▶ SOURCE TEXT:
+++

Once connected, the device sends the host some data across a reliable stream. The data starts with an 8 byte magic, “CDTunnel”, followed by a big-endian uint16 that specifies the size of the payload following it. The payload is JSON, and tells the host which IPv6 address the host’s endpoint inside the tunnel has, along with the netmask and MTU. It also tells the host its own IPv6 address inside the tunnel, and the port that the RSD service is listening on.

The host then sets up a TUN device configured as it was just told, and starts feeding it unreliable datagrams as they’re received from the QUIC connection. And for data in the other direction, whenever there’s a new packet from the TUN device, the host feeds that into the QUIC connection.

So at this point the host connects to the RSD endpoint inside the tunnel, and from there it can access all of the services that the device has to offer. The beauty of this new approach is that clients communicating with device-side services don’t have to worry about crypto, nor provide proof of a pairing relationship. They can simply make plaintext TCP connections on the tunnel interface, and QUIC handles the rest transparently.

What’s even cooler is that the host can establish tunnels across both USB and WiFi, and because of QUIC’s native support for multipath, the device can seamlessly move between wired and wireless without disrupting connections to services inside the tunnel.

So, once we got all of this implemented we were feeling excited and optimistic. Only part left was to do the platform integrations. And uhh yeah, that’s where things got a lot harder. The part that got us stuck for a while was on macOS, where we realized we had to piggyback on Apple’s existing tunnel. We discovered that the Tunnel service would refuse to talk to us when there’s already a tunnel open, so we couldn’t simply open up a tunnel next to Apple’s.

While we could ask the user to send SIGSTOP to remoted, allowing us to set up our own tunnel, it wouldn’t be a great user experience. Especially since any Apple software wanting to talk to the device then wouldn’t be able to, making Xcode, Console, etc. a lot less useful.

It didn’t take us long to find private APIs that would allow us to determine the device-side address inside Apple’s tunnel, and also create a so-called “assertion” so that the tunnel is kept open for as long as we need it. But the part we couldn’t figure out was how to discover the device-side RSD port inside the tunnel.

We knew that remotepairingd, running as the local user, knows the RSD port, but we couldn’t find a way to get it to tell us what it is. After lots of brainstorming we could only think of impractical solutions:

Port-scan the device-side address: Potentially slow, and faster implementations would require root for raw socket access.

+++

▶ INPUT RECORDS:
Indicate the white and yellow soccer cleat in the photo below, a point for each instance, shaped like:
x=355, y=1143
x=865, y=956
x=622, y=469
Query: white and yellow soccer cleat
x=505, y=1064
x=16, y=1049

+++

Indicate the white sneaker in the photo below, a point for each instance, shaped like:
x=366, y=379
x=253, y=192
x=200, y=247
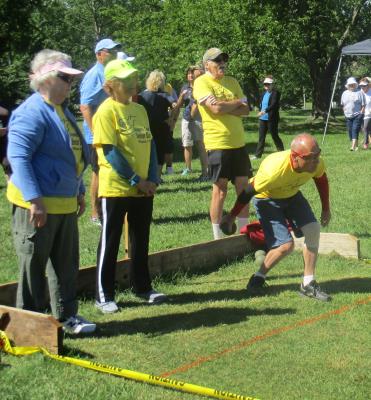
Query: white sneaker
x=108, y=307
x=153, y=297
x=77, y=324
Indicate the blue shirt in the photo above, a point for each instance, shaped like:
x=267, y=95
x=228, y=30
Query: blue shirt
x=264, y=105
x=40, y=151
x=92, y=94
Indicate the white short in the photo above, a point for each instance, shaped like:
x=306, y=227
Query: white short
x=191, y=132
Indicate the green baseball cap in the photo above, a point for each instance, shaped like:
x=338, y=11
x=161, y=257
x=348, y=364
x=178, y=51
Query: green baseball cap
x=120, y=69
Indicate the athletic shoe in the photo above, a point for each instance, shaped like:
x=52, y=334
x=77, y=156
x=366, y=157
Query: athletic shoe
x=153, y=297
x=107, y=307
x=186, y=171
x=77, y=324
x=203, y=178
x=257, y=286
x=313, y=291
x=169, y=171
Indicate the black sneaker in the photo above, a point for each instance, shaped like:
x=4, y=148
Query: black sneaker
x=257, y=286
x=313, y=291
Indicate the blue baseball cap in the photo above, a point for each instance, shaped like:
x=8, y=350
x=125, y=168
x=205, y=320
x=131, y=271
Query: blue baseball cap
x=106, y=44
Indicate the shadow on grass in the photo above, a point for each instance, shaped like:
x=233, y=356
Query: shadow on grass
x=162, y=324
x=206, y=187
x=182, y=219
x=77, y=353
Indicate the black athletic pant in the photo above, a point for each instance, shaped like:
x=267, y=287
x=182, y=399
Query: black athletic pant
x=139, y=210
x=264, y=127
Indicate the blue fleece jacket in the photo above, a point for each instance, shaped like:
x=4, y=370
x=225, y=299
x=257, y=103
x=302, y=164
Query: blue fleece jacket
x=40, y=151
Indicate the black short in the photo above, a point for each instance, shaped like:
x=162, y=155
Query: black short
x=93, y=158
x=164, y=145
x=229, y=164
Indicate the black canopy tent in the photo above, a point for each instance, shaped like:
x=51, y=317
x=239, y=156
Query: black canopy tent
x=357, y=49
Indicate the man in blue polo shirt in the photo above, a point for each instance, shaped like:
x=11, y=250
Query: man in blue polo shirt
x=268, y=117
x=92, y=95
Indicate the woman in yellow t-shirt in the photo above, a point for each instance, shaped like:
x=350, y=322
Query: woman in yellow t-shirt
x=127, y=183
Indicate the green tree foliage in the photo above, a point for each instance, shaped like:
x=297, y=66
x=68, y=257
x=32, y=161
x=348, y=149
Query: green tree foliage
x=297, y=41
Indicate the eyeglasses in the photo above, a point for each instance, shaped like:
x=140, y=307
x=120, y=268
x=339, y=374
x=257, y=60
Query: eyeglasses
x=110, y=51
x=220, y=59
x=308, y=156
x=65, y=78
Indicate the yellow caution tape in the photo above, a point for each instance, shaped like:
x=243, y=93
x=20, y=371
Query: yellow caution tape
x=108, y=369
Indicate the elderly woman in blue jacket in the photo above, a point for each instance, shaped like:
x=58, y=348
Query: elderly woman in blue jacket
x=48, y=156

+++

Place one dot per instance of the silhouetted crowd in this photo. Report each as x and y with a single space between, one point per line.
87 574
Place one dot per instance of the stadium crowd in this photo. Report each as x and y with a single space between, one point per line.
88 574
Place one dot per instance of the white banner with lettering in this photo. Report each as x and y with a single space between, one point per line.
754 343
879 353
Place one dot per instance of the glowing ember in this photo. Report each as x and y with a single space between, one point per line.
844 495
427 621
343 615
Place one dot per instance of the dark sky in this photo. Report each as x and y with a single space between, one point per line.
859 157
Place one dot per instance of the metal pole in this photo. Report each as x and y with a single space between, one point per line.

+++

▶ WRITTEN TASKS:
A. According to the tunnel write-up, what 8-byte magic does the data sent by the device begin with?
B. Reproduce the part of the records that opens with the line containing "Indicate the woman" and closes with the line containing "x=297, y=41", requests included. Raise every coordinate in the answers by 118, leaving the requests and their sample points unchanged.
The tunnel write-up has no connection to the records.

▶ THE ANSWERS:
A. "CDTunnel"

B.
Indicate the woman in yellow t-shirt in the photo above, a point for each instance, shaped like:
x=350, y=322
Query: woman in yellow t-shirt
x=245, y=301
Indicate the green tree foliage in the photo above, a point for each instance, shaped like:
x=297, y=66
x=68, y=257
x=32, y=161
x=348, y=149
Query: green tree foliage
x=415, y=159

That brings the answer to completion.